Segment Start: Data for this exercise

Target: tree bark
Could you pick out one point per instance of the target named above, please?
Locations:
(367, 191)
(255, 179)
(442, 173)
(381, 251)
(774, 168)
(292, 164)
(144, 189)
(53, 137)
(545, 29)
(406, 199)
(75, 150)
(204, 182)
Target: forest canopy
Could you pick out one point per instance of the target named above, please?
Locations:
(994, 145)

Segment End: Data for this exercise
Segment Start: Data for this exercise

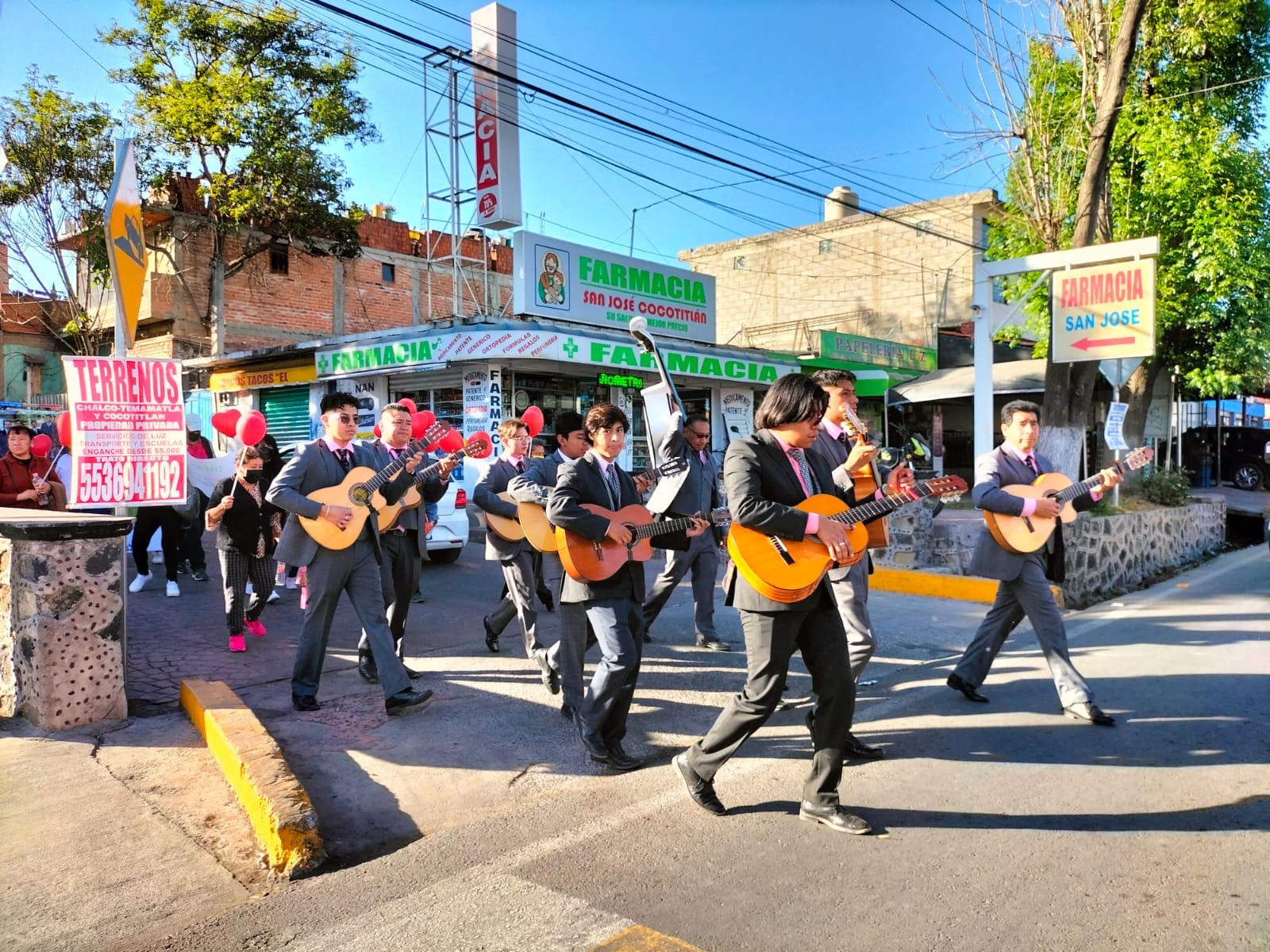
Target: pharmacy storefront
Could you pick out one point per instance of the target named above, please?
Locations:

Segment End: Data for this exercise
Segment Start: Data for this exercise

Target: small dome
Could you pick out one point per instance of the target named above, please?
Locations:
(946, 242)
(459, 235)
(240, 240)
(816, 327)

Segment End: Data for this exercise

Description of the task — Only one stretch of the data above is needed. Restate it word for word, from the line containing "Target: tree bark" through the line containing "Target: forest canopy", both ends included.

Response area —
Target: tree bark
Could you pick out one point per instance of the target named above, please?
Locations:
(367, 191)
(255, 179)
(442, 173)
(381, 251)
(774, 168)
(292, 164)
(144, 189)
(53, 137)
(545, 29)
(406, 199)
(75, 150)
(204, 182)
Target: forest canopy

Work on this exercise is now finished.